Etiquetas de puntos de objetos
★ ★ ★ ★ ★ ★ ★

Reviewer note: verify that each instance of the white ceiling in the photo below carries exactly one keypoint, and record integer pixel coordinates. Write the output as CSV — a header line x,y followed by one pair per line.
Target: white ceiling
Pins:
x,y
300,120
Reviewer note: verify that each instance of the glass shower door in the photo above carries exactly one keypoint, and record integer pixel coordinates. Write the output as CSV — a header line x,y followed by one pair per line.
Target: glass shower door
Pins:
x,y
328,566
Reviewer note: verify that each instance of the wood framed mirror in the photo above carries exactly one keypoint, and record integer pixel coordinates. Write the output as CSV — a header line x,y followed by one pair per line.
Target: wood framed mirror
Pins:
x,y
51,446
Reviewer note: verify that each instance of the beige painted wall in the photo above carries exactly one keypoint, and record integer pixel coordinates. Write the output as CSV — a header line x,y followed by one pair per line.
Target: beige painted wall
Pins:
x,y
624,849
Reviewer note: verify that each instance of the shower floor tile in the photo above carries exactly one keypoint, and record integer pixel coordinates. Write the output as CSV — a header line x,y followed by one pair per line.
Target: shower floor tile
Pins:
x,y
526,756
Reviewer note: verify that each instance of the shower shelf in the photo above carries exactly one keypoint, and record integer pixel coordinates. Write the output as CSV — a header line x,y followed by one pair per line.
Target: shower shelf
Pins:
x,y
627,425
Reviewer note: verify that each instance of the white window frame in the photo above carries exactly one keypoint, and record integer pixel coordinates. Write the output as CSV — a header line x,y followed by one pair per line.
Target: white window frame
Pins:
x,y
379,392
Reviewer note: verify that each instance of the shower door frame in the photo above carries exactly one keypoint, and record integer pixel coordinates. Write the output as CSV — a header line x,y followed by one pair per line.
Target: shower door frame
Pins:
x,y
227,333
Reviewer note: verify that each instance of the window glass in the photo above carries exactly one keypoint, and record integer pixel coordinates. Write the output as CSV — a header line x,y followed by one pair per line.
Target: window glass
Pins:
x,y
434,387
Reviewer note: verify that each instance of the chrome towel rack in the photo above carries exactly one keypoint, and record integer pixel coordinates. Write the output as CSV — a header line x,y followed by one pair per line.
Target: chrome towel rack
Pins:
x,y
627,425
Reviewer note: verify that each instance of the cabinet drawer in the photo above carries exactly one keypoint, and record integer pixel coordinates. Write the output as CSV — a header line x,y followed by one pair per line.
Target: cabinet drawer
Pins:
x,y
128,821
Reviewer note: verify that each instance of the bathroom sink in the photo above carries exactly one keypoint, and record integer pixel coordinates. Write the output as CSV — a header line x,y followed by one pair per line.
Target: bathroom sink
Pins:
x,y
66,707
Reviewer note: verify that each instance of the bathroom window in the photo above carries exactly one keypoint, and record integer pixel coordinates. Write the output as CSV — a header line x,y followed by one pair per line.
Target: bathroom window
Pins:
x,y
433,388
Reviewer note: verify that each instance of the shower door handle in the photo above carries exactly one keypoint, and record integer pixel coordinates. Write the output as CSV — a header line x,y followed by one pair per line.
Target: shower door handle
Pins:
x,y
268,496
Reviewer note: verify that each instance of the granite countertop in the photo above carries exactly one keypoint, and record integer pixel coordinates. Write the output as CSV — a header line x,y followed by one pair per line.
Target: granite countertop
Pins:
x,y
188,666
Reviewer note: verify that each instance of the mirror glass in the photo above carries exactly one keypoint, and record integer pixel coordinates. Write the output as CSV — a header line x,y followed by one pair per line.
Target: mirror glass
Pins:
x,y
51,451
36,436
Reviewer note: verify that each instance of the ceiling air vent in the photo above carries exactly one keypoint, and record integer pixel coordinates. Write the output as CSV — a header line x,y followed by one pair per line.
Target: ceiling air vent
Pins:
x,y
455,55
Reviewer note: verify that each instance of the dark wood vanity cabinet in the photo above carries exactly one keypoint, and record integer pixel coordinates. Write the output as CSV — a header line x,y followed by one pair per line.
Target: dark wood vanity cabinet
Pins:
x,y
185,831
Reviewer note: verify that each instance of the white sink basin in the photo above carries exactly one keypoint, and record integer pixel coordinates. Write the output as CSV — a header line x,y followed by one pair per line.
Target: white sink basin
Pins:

★ ★ ★ ★ ★ ★ ★

Reescribe estas líneas cambiando "Pins" por "Points" en todos los ítems y deja el resto sin modificar.

RESPUESTA ▸
Reviewer note: verify that each instance of the white ceiling in the photo below carries exactly one keypoint, and record integer pixel coordinates. Write the output as CSV — a header line x,y followed by one pair per line.
Target: white ceiling
Points:
x,y
300,120
Reviewer note: verify that each instance of the glass shower door in the photo above carries exactly one keypoint, and record integer pixel coordinates. Write the output as CSV — a header line x,y followed by one pair per line.
Target: glass shower door
Points:
x,y
328,566
Reviewer note: verify that each instance of the wood framed mirror in the photo above carries exactly one keypoint, and record integer pixel coordinates. Write the output as CSV — a header line x,y followed by one pair per line.
Target: wood framed mirror
Points:
x,y
51,446
Reviewer note: verify that each instance of the beige painted wall in the photo above carries exactly one keypoint, and record integer pixel coordinates. Write the output as CSV — a header line x,y followed by one pair per line.
Target: beige painted wall
Points:
x,y
624,849
Reviewer note: verify that each instance of the shower floor tile in the photo above carries exactly one keypoint, and record integer pixel coordinates. Write the output as CSV — a header line x,y followed by one pair per line.
Target: shower floor tile
Points:
x,y
526,756
Reviewer note: verify that each instance of the shower shelf in the photo above carries exactly one keypoint, and record integer pixel coordinates. Write the output as CSV — a header line x,y followed by one pair per line.
Target: shower shelf
Points:
x,y
627,425
Reviewer note: verify that each instance of the white window frame in the photo above carries exactly one keypoint, and record integer pixel coordinates. Write the output as CSV — a header line x,y followed by one pair per line.
Target: white window frame
Points:
x,y
379,392
Reviewer note: verify that each instance of the shower door frame in the photo above carries exactly one keypoint, and record integer pixel coordinates. Write the output as CSV — a header line x,y followed by one pair per line.
Target: shower door frame
Points:
x,y
227,333
Reviewer note: verify that each instance of the window glass in the photo above carries exactly one keypoint, and record integer pixel coordinates. Write the output as CSV — a header line x,y followed by one pair per line.
Target: window glass
Points:
x,y
434,387
Reviewer note: verify that each instance of the chrome towel rack in the photo above carries exactly one keypoint, and record integer pixel coordinates. Write the output as CSV — a header line x,y followed by one pair per line.
Target: chrome towel rack
Points:
x,y
627,425
Reviewer note: verify that each instance of the cabinet drawer in the photo above carries exactly one keypoint, and record integer pixel coordinates. Write the output as CSV — a header line x,y followed by one pair per line.
Target: cabinet drawer
Points:
x,y
128,821
Reviewer note: verify that each instance of the bathroom sink in the photo above carries exactly one keypoint, and record integer pixel coordinates. Write the output as CSV — a header line x,y followed by one pair per line.
Target: bathroom sink
Points:
x,y
66,707
Reviewer note: verify that each instance of the bathroom window in the photo above carries exactly one keypoint, and record integer pixel coordinates. Write the output as CSV — a header line x,y followed by one pair per line.
Target: bathroom window
Points:
x,y
433,388
Reviewer note: verify that each instance of the shower door handle in the photo above carries exactly one keypoint, and record integer pixel coordinates. Write the output as CSV — a header line x,y followed by one pair per line.
Target: shower door handle
Points:
x,y
268,496
Reviewer note: verify that each instance of the granite countertop in the photo above carries exactly one keypoint, and record integer pixel coordinates. Write the output as CSV — a header line x,y followed by one pair per line.
Target: granite countertop
Points:
x,y
188,666
Reviewer note: verify that each instance of the mirror glass in the photo above carries exactly one keypoint, and record integer pixel coordinates. Write the output as CSV — a header line x,y followed by one pair per line.
Target: mirror glass
Points:
x,y
51,451
36,436
Reviewer note: verify that each instance of the ceiling air vent in the photo above carries exactly one keypoint, and record integer pixel coordinates. Write the output as CSV — a header line x,y followed by one pair per line.
Target: ceiling air vent
Points:
x,y
455,55
Reviewer note: verify that each instance of the dark wood vanity cabinet in the photo above carries exactly one keypoint, and record integer pixel coordinates. Write the output as CSV — a header line x,y followed by one pair per line.
Target: dark wood vanity cabinet
Points:
x,y
185,831
Reviewer note: verify that each instance of the white sink basin in the photo above carries exactly one keypoint, and record integer pixel coordinates. Write the output as CSV — a header line x,y followed by one pair per line.
Target: white sink basin
Points:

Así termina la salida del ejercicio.